_Written instruction:_ Copy all the data below line for line, with no changes, and leave out the pictures.

*****

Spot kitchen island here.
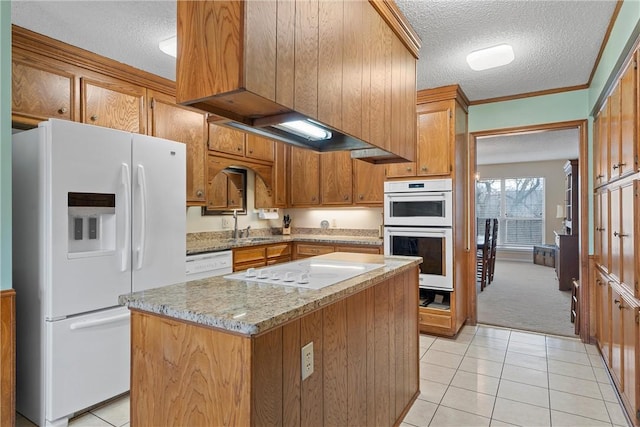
[120,253,421,426]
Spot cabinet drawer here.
[267,243,291,258]
[233,246,265,264]
[296,244,335,256]
[336,245,380,254]
[267,255,291,265]
[418,309,451,329]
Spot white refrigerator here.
[12,119,186,426]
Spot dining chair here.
[476,218,491,292]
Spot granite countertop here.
[118,252,422,335]
[187,234,383,255]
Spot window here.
[476,177,544,246]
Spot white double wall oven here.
[384,179,453,291]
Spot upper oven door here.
[384,191,453,227]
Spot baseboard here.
[0,289,16,426]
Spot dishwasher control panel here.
[186,251,233,280]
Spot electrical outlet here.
[301,341,313,381]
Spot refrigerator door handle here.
[120,163,131,271]
[136,164,147,270]
[69,310,129,330]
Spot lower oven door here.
[384,227,453,291]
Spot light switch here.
[73,217,84,240]
[89,217,98,239]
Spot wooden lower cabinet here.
[131,269,419,426]
[0,289,16,426]
[233,243,291,271]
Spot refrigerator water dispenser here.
[68,193,116,258]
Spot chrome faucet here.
[231,209,238,239]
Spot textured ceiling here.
[477,129,580,165]
[396,0,616,101]
[10,0,604,164]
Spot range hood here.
[176,0,419,163]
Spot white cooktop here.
[224,260,384,289]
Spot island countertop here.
[119,252,422,335]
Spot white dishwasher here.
[187,251,233,281]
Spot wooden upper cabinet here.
[289,147,320,206]
[595,269,611,364]
[611,52,638,176]
[353,160,385,206]
[176,0,419,161]
[207,172,229,210]
[320,151,353,205]
[11,59,75,126]
[613,180,640,298]
[80,77,146,133]
[416,101,453,176]
[209,123,245,156]
[148,91,207,206]
[255,141,288,208]
[593,189,610,271]
[593,101,610,187]
[245,134,275,162]
[608,82,621,180]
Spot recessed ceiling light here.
[158,36,178,58]
[467,44,515,71]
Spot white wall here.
[478,160,577,244]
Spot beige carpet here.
[478,260,575,337]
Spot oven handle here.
[386,192,444,199]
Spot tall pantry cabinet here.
[591,45,640,425]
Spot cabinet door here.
[11,59,75,125]
[207,172,229,210]
[612,56,638,176]
[609,187,622,281]
[613,181,640,298]
[609,82,621,180]
[245,134,275,162]
[289,147,320,206]
[417,101,453,176]
[594,100,611,186]
[255,142,287,208]
[595,270,611,365]
[320,151,353,205]
[80,78,146,133]
[594,190,610,271]
[353,160,385,206]
[149,93,207,206]
[209,123,245,156]
[621,295,640,414]
[609,286,624,387]
[385,162,416,178]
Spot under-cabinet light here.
[158,36,178,58]
[273,120,331,141]
[467,44,515,71]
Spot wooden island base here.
[131,268,419,427]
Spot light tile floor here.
[16,325,630,427]
[401,325,630,427]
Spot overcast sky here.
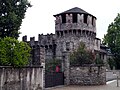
[20,0,120,40]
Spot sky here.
[19,0,120,40]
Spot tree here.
[103,14,120,69]
[70,42,95,66]
[0,37,31,67]
[0,0,31,39]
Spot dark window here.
[92,17,94,25]
[84,14,88,23]
[57,32,59,37]
[62,14,66,23]
[61,31,63,36]
[73,14,77,23]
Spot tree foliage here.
[70,42,95,66]
[103,14,120,69]
[45,58,62,72]
[0,0,31,39]
[0,37,31,67]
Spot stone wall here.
[69,66,106,85]
[0,66,43,90]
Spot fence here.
[106,70,120,81]
[0,66,43,90]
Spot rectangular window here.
[62,14,66,23]
[84,14,88,24]
[72,13,77,23]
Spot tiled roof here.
[54,7,96,18]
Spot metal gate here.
[45,72,64,88]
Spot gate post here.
[40,46,45,90]
[63,52,70,85]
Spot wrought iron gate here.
[45,72,64,88]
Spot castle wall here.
[69,66,106,85]
[0,66,43,90]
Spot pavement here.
[46,80,120,90]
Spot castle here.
[23,7,107,65]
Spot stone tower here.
[54,7,96,56]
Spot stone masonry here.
[23,7,106,65]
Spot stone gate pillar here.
[40,46,45,90]
[63,51,70,85]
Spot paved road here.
[48,80,120,90]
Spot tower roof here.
[54,7,96,18]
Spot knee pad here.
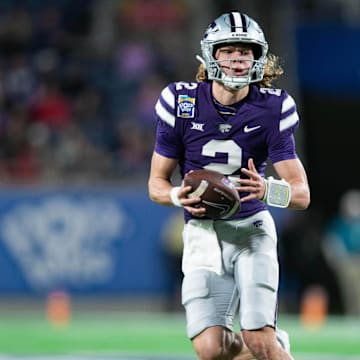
[237,253,279,330]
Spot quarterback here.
[148,12,310,360]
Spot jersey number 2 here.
[201,140,242,175]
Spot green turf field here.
[0,311,360,360]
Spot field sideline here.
[0,311,360,360]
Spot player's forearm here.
[148,178,174,206]
[289,182,310,210]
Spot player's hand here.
[237,158,266,202]
[178,184,206,217]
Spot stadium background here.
[0,0,360,359]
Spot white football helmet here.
[197,12,268,89]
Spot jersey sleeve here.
[155,83,183,159]
[269,91,299,164]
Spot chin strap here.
[196,55,206,67]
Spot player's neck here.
[212,81,249,105]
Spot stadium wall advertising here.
[0,189,177,295]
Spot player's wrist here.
[170,186,183,207]
[262,176,291,208]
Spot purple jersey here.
[155,82,299,218]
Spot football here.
[184,169,240,220]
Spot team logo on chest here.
[177,95,195,119]
[191,121,205,131]
[219,124,232,134]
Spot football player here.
[148,12,310,360]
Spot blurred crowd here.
[0,0,191,184]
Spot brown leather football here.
[184,169,240,220]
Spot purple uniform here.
[155,82,299,219]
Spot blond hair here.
[195,54,284,88]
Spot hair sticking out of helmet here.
[197,12,268,89]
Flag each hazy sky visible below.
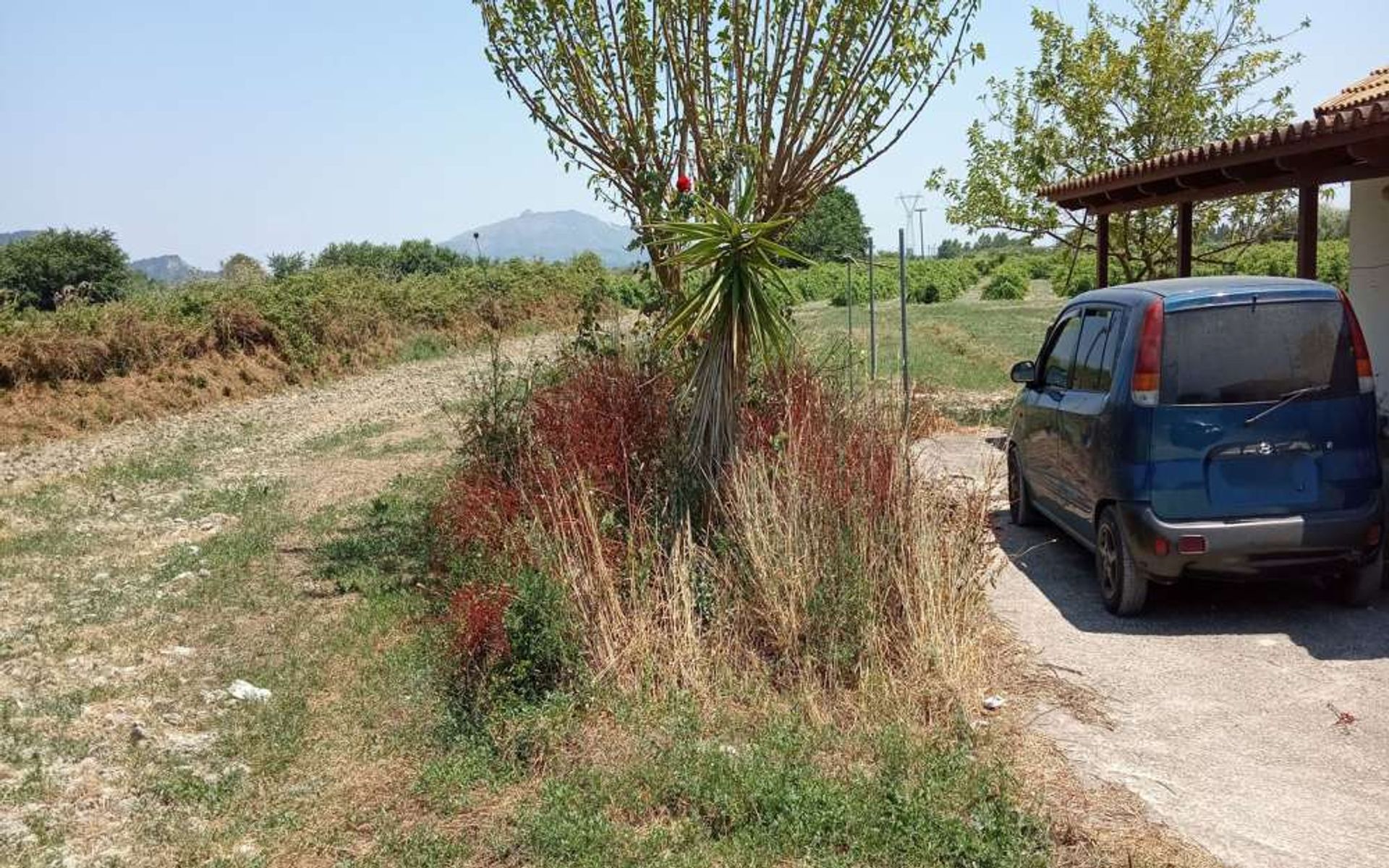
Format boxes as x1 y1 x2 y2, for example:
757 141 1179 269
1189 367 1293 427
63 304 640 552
0 0 1389 267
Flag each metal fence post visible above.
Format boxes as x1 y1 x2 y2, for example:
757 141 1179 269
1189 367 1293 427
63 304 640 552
897 229 912 432
868 237 878 379
844 255 854 393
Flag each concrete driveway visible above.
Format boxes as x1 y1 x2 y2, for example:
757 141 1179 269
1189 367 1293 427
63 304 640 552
918 433 1389 868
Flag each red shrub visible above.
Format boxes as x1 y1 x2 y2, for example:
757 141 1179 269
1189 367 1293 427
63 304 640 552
433 464 525 554
742 365 899 510
447 584 515 678
532 359 674 514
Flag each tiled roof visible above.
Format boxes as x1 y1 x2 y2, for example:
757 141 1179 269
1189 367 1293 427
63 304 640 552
1037 95 1389 201
1317 67 1389 116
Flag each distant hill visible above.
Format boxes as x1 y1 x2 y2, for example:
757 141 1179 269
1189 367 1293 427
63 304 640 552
130 252 217 285
443 211 642 268
0 229 39 247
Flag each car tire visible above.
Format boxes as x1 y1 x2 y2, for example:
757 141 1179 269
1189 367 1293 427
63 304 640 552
1330 548 1385 608
1095 507 1149 618
1008 448 1037 528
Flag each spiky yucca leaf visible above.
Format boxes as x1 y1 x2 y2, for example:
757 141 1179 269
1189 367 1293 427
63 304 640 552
651 189 808 480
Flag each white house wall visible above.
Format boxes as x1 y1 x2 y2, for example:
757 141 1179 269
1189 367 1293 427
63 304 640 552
1350 178 1389 414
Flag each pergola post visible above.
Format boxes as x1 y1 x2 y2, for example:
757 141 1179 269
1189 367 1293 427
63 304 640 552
1297 184 1320 281
1095 214 1110 289
1176 201 1194 278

*****

_Reply to the task:_
Spot kitchen island here.
[120,253,421,426]
Spot cabinet drawer here.
[267,243,291,258]
[233,246,265,264]
[296,244,335,256]
[336,245,380,254]
[267,255,291,265]
[418,309,451,329]
Spot white refrigerator here.
[12,119,186,426]
Spot dining chair here.
[476,218,491,292]
Spot granite countertop here.
[118,252,422,335]
[187,234,383,255]
Spot window here.
[476,177,544,246]
Spot white double wall oven here.
[384,179,453,291]
Spot upper oven door here.
[384,191,453,227]
Spot baseboard here.
[0,289,16,426]
Spot dishwasher control panel here.
[186,251,233,280]
Spot electrical outlet here.
[301,341,313,381]
Spot refrigerator door handle here.
[120,163,131,271]
[136,164,147,270]
[69,310,129,330]
Spot lower oven door here.
[384,227,453,291]
Spot light switch here.
[73,217,84,240]
[89,217,98,239]
Spot wooden lower cabinet here.
[131,269,419,426]
[0,289,16,426]
[233,243,291,271]
Spot refrigerator water dispenser here.
[68,193,116,258]
Spot chrome faucet here.
[231,209,238,239]
Spot textured ceiling here.
[477,129,580,165]
[396,0,616,101]
[10,0,604,164]
Spot range hood here.
[176,0,419,163]
Spot white cooktop here.
[224,260,384,289]
Spot island countertop here.
[119,252,422,335]
Spot white dishwasher here.
[187,251,233,281]
Spot wooden upper cabinet here.
[289,147,320,206]
[595,269,611,364]
[611,52,638,176]
[353,160,385,206]
[176,0,419,161]
[207,172,229,210]
[320,151,353,205]
[11,59,75,126]
[613,180,640,298]
[80,77,146,133]
[416,101,453,176]
[209,123,245,156]
[148,91,207,206]
[255,141,288,208]
[593,189,610,271]
[593,101,610,187]
[245,134,275,162]
[608,82,621,180]
Spot recessed ceiling light here.
[158,36,178,58]
[467,44,515,71]
Spot white wall here.
[478,160,577,244]
Spot beige carpet here.
[478,260,575,337]
Spot oven handle here.
[386,192,444,199]
Spot tall pantry cabinet here.
[591,45,640,425]
Spot cabinet door here.
[11,59,75,125]
[207,172,229,210]
[612,56,638,176]
[609,187,622,281]
[613,181,640,298]
[609,82,621,180]
[245,134,275,162]
[289,147,320,206]
[417,101,453,176]
[594,100,611,186]
[255,142,287,208]
[595,270,611,365]
[320,151,353,205]
[80,78,146,133]
[594,190,610,271]
[353,160,385,206]
[149,93,207,206]
[209,123,245,156]
[621,295,640,414]
[609,286,624,387]
[385,162,416,178]
Spot under-cabinet light here.
[158,36,178,58]
[273,120,331,141]
[467,44,515,71]
Spot wooden island base here.
[131,268,419,427]
Spot light tile floor here.
[16,325,630,427]
[401,325,630,427]
Spot overcast sky here.
[20,0,120,40]
Spot sky here.
[19,0,120,40]
Spot tree here.
[103,14,120,69]
[70,42,95,66]
[0,37,31,67]
[0,0,31,39]
Spot dark window here.
[92,17,94,25]
[84,14,88,23]
[57,32,59,37]
[62,14,66,23]
[61,31,63,36]
[73,14,77,23]
Spot tree foliage here.
[70,42,95,66]
[103,14,120,69]
[45,58,62,72]
[0,0,31,39]
[0,37,31,67]
Spot stone wall here.
[69,66,106,85]
[0,66,43,90]
Spot fence here.
[106,70,120,81]
[0,66,43,90]
Spot rectangular window here.
[62,14,66,23]
[84,14,88,24]
[72,13,77,23]
Spot tiled roof here.
[54,7,96,18]
Spot metal gate here.
[45,72,64,88]
Spot gate post here.
[40,46,45,90]
[63,52,70,85]
Spot wrought iron gate here.
[45,72,64,88]
Spot castle wall here.
[69,66,106,85]
[0,66,43,90]
Spot pavement here.
[46,80,120,90]
Spot castle here.
[23,7,107,65]
Spot stone tower here.
[54,7,96,56]
Spot stone masonry here.
[23,7,106,65]
Spot stone gate pillar here.
[40,46,45,90]
[63,51,70,85]
Spot paved road here.
[48,80,120,90]
Spot tower roof here.
[54,7,96,18]
Spot knee pad here.
[237,253,279,330]
Spot quarterback here.
[148,12,310,360]
Spot jersey number 2 here.
[201,140,242,175]
Spot green turf field here.
[0,311,360,360]
Spot field sideline here.
[0,311,360,360]
Spot player's forearm here.
[148,178,174,206]
[289,182,310,210]
Spot player's hand here.
[237,158,266,202]
[178,184,206,217]
Spot stadium background here.
[0,0,360,359]
Spot white football helmet here.
[197,12,268,89]
Spot jersey sleeve here.
[155,83,183,159]
[269,91,299,164]
Spot chin strap here.
[196,55,206,67]
Spot player's neck here.
[212,81,249,105]
Spot stadium wall advertising here.
[0,189,177,295]
Spot player's wrist here.
[170,186,183,207]
[262,176,291,208]
Spot purple jersey here.
[155,82,299,218]
Spot football here.
[184,169,240,220]
Spot team logo on chest here.
[177,95,195,119]
[191,121,205,131]
[219,124,232,134]
Spot football player here.
[148,12,310,360]
Spot blurred crowd here.
[0,0,191,184]
Spot brown leather football here.
[184,169,240,220]
Spot purple uniform here.
[155,82,299,219]
Spot blond hair here.
[195,54,284,88]
Spot hair sticking out of helmet here.
[197,12,268,89]
Flag each hazy sky visible below.
Format boxes as x1 y1 x2 y2, for example:
757 141 1179 269
1189 367 1293 427
63 304 640 552
0 0 1389 267
Flag each metal fence post visible above.
Format boxes as x1 y1 x2 y2, for example:
757 141 1179 269
1189 367 1293 427
63 304 640 552
897 229 912 432
868 237 878 379
844 255 854 393
Flag each concrete driveway visible above.
Format boxes as x1 y1 x2 y2, for example:
757 141 1179 269
1189 367 1293 427
63 304 640 552
918 433 1389 868
Flag each red shrub visible above.
Format boxes as x1 y1 x2 y2, for example:
757 141 1179 269
1189 367 1293 427
63 304 640 552
433 464 525 554
742 365 899 510
447 584 515 678
532 359 674 514
Flag each tiled roof visible above.
Format boxes as x1 y1 x2 y2, for example:
757 141 1179 269
1189 367 1293 427
63 304 640 552
1037 95 1389 201
1317 67 1389 116
Flag each distant hill visible above.
Format boxes as x1 y1 x2 y2, for example:
757 141 1179 269
1189 367 1293 427
63 304 640 552
130 252 217 285
443 211 642 268
0 229 39 247
Flag each car tire visible above.
Format boxes as x1 y1 x2 y2, for example:
757 141 1179 269
1189 367 1293 427
63 304 640 552
1330 548 1385 608
1095 507 1149 618
1008 448 1037 528
Flag each spiky yucca leaf visible above.
Format boxes as x1 y1 x2 y2, for example:
757 141 1179 269
1189 367 1293 427
63 304 640 552
651 189 808 480
Flag each white house wall visible above.
Format boxes as x1 y1 x2 y2, for example:
757 141 1179 269
1189 367 1293 427
63 304 640 552
1350 178 1389 414
Flag each pergola post visible above.
Format boxes as x1 y1 x2 y2, for example:
757 141 1179 269
1189 367 1293 427
63 304 640 552
1297 184 1320 281
1095 214 1110 289
1176 201 1194 278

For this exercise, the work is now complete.